Below are some records. Say in a single number how many of their lines include the word "kitchen".

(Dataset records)
________________________
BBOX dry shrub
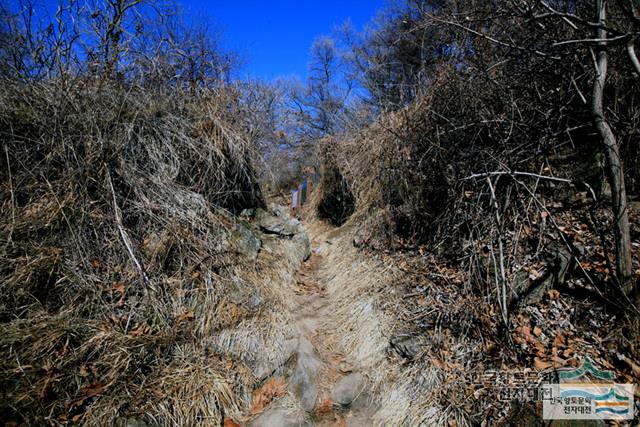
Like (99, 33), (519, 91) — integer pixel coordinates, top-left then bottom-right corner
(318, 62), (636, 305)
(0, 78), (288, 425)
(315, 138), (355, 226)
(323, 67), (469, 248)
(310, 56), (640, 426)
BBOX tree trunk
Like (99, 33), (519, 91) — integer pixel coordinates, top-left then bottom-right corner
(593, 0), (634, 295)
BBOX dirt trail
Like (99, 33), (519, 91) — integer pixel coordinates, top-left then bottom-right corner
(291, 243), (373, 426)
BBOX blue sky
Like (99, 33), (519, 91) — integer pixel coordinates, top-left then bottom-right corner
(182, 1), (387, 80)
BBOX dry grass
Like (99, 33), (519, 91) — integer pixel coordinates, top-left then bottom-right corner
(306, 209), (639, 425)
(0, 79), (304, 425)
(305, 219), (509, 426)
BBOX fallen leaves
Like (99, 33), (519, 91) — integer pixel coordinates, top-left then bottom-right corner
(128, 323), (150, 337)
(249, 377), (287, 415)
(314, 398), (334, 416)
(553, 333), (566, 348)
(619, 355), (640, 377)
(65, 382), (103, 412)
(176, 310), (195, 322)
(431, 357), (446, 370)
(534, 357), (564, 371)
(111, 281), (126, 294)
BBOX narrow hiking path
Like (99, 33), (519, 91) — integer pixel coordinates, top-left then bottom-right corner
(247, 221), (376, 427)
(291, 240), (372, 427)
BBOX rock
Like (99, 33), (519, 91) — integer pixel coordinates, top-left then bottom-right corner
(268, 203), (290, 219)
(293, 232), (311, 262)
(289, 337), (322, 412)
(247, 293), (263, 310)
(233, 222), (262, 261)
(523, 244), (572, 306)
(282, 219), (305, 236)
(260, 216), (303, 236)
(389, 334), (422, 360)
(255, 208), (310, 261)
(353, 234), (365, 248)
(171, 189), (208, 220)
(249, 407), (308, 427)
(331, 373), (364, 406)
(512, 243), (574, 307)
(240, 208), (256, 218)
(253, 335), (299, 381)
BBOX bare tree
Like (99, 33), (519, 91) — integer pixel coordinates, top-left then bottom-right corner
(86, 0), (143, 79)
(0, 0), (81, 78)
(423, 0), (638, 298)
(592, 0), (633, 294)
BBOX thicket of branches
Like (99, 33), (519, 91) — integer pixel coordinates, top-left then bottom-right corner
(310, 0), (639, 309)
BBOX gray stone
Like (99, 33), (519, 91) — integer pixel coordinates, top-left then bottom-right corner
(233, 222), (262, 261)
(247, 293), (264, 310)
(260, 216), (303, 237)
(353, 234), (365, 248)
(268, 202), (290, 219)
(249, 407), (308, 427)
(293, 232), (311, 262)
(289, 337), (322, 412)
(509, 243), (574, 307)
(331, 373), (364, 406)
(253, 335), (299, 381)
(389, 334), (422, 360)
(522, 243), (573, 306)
________________________
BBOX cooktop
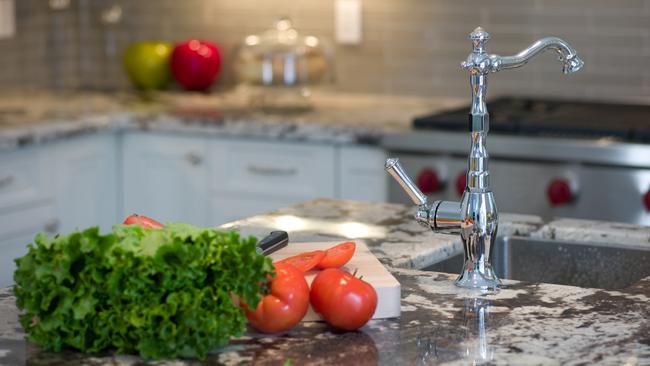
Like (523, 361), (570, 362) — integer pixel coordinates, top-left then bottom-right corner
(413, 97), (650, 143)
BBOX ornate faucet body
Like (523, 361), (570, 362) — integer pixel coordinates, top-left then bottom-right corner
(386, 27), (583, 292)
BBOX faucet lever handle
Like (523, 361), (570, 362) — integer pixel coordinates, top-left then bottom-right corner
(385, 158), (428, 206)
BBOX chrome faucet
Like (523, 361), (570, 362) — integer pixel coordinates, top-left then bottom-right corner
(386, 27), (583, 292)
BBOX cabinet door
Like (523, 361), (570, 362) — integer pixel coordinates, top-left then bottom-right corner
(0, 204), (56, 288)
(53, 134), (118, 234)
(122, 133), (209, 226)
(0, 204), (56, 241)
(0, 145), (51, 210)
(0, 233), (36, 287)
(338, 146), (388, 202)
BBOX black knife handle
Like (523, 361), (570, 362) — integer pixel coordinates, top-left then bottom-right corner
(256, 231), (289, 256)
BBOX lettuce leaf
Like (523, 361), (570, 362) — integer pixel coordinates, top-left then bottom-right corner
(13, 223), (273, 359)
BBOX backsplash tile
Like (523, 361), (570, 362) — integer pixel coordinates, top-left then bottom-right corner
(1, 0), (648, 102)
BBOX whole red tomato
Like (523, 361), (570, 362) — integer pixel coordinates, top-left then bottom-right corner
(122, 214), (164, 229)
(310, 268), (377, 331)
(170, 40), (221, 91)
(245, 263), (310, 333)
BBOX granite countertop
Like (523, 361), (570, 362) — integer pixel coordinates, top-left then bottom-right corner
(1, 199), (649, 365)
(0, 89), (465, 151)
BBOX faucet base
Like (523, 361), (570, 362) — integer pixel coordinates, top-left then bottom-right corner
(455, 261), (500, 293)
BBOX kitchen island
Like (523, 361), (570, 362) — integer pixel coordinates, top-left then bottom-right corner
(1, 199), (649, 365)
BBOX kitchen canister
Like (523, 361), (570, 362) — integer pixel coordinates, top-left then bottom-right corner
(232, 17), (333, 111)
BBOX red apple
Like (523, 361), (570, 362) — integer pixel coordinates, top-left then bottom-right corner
________________________
• Written reply: 2